Excerpt from a dataset
[START]

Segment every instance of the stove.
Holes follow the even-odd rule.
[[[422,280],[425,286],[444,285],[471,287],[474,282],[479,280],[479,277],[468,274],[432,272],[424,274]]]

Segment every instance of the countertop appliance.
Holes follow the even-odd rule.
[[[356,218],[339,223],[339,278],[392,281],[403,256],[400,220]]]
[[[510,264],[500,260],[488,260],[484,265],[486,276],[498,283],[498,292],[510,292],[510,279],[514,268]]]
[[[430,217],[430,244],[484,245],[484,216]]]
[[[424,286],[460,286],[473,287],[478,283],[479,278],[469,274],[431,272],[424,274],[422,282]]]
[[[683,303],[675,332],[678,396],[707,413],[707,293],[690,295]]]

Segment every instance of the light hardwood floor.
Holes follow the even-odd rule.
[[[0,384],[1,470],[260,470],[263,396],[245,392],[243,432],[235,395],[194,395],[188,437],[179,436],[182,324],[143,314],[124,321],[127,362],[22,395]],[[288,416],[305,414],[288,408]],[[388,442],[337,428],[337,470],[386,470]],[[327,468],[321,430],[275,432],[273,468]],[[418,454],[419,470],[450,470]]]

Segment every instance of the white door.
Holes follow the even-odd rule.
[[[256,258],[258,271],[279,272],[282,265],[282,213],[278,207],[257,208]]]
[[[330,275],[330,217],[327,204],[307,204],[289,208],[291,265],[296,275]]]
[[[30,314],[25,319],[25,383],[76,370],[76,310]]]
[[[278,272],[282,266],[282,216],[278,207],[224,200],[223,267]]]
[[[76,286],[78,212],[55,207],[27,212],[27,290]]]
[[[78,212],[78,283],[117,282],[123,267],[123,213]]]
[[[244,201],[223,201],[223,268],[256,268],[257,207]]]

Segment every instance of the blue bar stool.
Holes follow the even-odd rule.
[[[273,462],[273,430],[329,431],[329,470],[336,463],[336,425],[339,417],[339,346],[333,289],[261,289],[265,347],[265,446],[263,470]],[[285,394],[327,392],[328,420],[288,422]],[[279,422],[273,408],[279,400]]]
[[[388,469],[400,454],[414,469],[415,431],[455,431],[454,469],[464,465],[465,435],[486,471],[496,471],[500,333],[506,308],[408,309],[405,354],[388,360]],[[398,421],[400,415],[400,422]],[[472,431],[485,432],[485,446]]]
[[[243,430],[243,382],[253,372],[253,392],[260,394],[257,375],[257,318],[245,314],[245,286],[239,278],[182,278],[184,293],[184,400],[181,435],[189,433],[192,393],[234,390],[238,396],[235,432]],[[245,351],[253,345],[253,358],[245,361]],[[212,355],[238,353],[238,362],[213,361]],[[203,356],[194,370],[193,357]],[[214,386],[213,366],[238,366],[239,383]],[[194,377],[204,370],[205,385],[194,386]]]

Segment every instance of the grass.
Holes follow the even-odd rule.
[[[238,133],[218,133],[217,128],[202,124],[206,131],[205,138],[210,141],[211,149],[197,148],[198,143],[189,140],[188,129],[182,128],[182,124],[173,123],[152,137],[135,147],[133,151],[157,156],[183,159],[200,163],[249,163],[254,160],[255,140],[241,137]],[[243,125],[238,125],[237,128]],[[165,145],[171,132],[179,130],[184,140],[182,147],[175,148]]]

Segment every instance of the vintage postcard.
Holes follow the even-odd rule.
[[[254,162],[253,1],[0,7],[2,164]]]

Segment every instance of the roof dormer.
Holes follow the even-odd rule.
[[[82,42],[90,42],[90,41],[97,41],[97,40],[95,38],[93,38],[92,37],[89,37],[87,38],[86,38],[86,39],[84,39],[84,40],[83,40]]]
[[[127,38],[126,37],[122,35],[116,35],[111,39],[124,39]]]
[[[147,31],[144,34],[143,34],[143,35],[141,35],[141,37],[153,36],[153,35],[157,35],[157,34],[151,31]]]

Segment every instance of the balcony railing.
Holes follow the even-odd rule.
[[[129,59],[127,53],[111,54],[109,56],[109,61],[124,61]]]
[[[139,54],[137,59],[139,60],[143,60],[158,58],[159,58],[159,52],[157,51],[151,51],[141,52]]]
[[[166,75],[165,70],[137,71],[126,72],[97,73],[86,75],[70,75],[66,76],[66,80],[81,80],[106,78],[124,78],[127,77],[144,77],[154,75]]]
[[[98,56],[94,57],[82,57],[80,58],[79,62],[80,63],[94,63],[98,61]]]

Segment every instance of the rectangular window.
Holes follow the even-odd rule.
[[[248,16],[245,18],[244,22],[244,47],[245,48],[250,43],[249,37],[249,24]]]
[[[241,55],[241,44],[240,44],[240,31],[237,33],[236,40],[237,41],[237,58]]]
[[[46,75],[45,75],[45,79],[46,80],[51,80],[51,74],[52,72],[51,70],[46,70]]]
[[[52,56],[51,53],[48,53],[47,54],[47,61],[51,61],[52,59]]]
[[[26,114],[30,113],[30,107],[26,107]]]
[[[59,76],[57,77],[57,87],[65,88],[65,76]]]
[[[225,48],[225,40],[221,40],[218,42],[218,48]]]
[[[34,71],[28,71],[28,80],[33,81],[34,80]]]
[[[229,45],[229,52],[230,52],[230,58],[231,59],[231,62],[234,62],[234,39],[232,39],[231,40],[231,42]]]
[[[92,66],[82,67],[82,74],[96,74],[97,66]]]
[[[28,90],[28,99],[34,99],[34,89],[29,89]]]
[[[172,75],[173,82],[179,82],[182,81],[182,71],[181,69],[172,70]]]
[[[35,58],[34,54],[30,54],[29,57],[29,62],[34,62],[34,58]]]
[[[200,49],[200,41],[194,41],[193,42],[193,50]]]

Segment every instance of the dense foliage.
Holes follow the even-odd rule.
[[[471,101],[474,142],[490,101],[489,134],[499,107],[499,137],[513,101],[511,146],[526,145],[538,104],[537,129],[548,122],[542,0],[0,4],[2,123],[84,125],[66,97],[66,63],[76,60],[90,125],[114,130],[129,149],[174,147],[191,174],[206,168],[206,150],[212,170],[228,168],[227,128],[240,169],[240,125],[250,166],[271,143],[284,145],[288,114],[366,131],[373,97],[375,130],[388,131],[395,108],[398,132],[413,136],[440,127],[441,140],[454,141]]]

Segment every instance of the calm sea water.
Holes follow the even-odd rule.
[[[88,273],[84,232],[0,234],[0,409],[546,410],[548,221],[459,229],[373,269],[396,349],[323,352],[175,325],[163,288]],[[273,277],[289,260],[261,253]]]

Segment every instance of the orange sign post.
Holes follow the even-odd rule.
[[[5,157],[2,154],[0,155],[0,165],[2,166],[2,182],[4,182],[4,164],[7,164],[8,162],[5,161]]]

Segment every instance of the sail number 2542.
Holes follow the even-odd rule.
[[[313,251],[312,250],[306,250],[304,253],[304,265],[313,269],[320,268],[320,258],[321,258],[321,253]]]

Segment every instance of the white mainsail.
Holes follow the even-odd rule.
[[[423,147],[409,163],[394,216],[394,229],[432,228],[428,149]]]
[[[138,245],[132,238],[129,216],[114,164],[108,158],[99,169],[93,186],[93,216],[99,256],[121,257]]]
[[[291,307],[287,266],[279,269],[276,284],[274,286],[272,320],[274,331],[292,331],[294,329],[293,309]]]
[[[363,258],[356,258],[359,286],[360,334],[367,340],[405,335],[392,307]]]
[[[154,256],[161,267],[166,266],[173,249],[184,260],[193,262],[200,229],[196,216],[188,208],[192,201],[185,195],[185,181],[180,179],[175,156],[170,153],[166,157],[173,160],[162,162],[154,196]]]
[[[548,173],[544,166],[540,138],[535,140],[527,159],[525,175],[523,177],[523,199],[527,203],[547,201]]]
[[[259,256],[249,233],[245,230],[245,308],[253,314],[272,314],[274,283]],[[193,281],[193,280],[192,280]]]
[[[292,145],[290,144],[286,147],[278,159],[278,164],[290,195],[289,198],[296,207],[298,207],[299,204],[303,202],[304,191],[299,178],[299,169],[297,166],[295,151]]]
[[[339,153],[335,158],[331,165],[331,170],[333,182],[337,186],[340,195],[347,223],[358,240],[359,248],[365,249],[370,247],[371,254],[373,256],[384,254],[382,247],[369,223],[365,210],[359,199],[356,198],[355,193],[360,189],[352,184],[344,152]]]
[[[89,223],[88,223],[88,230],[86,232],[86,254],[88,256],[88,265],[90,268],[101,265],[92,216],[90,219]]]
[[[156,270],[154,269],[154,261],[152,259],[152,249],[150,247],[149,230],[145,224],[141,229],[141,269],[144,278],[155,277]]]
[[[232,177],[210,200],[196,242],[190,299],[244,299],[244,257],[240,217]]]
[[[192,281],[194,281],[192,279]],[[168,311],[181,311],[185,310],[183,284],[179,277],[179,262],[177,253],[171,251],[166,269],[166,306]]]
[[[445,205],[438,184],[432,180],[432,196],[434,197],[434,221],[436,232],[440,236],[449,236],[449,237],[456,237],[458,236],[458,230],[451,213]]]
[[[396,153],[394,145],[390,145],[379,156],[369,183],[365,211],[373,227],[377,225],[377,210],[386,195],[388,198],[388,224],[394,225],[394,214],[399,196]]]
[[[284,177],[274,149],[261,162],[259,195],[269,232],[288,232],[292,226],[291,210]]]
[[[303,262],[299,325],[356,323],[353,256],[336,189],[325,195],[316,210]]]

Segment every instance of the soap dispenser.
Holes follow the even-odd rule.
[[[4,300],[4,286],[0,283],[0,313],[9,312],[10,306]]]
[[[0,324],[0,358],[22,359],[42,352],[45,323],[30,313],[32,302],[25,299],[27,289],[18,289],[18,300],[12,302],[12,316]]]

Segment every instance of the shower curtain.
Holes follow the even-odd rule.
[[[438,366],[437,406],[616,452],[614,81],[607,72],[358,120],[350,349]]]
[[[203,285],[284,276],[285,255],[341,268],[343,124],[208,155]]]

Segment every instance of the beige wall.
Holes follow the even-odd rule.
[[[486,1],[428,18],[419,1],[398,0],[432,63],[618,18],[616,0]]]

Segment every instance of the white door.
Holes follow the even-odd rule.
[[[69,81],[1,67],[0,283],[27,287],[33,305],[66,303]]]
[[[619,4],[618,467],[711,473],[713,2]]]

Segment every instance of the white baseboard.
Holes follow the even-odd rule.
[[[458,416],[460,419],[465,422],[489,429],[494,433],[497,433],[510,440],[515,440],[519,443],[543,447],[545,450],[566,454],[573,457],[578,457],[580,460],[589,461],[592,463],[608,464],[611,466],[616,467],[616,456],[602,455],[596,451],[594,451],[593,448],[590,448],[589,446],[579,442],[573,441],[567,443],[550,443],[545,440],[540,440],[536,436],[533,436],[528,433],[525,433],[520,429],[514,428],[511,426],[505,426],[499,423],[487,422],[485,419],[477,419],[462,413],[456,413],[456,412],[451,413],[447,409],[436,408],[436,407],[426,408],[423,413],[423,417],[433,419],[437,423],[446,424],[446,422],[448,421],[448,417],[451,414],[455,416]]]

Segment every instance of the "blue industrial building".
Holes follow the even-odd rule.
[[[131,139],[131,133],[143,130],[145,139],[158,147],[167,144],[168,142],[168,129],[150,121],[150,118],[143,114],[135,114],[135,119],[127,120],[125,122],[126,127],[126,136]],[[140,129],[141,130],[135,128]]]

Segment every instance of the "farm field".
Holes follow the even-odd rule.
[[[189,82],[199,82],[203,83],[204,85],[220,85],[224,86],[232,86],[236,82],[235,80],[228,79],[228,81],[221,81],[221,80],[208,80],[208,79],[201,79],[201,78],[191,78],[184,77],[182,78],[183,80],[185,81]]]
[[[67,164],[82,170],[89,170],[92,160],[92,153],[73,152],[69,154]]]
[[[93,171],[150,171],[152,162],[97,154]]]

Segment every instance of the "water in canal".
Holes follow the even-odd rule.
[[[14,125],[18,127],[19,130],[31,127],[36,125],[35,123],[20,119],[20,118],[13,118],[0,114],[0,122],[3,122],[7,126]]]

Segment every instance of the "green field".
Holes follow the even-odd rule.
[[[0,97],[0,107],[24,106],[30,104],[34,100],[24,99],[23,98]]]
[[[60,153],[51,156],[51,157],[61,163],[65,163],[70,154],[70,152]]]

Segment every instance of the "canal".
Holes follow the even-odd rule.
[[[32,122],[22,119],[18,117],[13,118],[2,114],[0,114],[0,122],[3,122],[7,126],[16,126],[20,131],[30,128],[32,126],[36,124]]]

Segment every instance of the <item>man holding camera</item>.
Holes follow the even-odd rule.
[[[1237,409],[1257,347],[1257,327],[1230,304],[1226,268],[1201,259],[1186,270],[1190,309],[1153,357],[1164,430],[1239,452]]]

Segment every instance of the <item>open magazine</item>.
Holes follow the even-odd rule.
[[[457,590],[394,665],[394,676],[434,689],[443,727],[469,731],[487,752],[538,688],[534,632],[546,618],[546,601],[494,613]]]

[END]

■ PROBLEM TO SOLVE
Could you output the rows as a two-column CSV with the columns instruction and polygons, starting at the line that has "Segment every instance of the beige wall." and stopping after the line that has "[[[619,4],[618,467],[711,473],[713,2]]]"? Give one CSV row per instruction with its full text and all its answers, put each field in quotes, and replace line breaks with spaces.

■ SOLUTION
instruction,polygons
"Segment every instance of the beige wall. Holes follow the even-odd rule.","[[[486,1],[428,18],[419,1],[398,0],[432,63],[618,18],[616,0]]]"
"Segment every instance of the white door. Holes follow the even-odd rule.","[[[69,81],[1,67],[0,283],[27,287],[33,305],[66,303]]] [[[619,4],[618,467],[711,473],[713,2]]]"